EXTRACT TO READ —
------------------------------------------------------------

[EL] The answer to the gerrymander; The courts need a standard to assess congressional maps

Nicholas Stephanopoulos nicholas.stephanopoulos at gmail.com
Tue Jan 10 15:28:48 PST 2012


Oh, I agree that there are all sorts of problems with single-member
geographic districts, only one of which is that they can't possibly capture
non-territorial communities of interest. It is interesting, though, that
even in this era of instant online communication, people's residential
patterns remain overwhelmingly shaped by geography. The degree of spatial
clustering, with respect to income, education, ethnicity, and the like, is
still staggering.

------------------------------------------------------------

Some records:

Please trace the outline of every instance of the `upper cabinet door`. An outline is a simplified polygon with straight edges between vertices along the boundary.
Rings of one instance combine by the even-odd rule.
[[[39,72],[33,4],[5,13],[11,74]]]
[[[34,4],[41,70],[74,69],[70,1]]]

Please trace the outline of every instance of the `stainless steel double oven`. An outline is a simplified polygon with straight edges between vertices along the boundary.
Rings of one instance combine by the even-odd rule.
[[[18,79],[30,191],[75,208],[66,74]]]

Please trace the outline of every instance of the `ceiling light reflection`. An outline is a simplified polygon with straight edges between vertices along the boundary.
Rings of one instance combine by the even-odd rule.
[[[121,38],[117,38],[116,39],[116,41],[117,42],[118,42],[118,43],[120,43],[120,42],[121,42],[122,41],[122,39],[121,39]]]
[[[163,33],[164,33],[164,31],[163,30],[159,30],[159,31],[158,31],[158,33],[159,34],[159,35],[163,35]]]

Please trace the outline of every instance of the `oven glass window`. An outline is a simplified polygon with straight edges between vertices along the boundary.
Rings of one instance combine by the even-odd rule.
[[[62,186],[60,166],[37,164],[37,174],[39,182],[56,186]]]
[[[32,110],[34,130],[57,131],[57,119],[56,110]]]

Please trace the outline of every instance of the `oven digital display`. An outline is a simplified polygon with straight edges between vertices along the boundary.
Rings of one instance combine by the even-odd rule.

------------------------------------------------------------

EXERCISES —
1. According to the message on geographic districts, what remains overwhelmingly shaped by geography even in the era of instant online communication?
2. Return everything in the listing from its first line down to the line containing "[[[18,79],[30,191],[75,208],[66,74]]]", with both of those lines included.

FINAL RESULTS —
1. People's residential patterns.

2.
Please trace the outline of every instance of the `upper cabinet door`. An outline is a simplified polygon with straight edges between vertices along the boundary.
Rings of one instance combine by the even-odd rule.
[[[39,72],[33,4],[5,13],[11,74]]]
[[[34,4],[41,70],[74,69],[70,1]]]

Please trace the outline of every instance of the `stainless steel double oven`. An outline is a simplified polygon with straight edges between vertices along the boundary.
Rings of one instance combine by the even-odd rule.
[[[18,79],[30,191],[75,208],[66,74]]]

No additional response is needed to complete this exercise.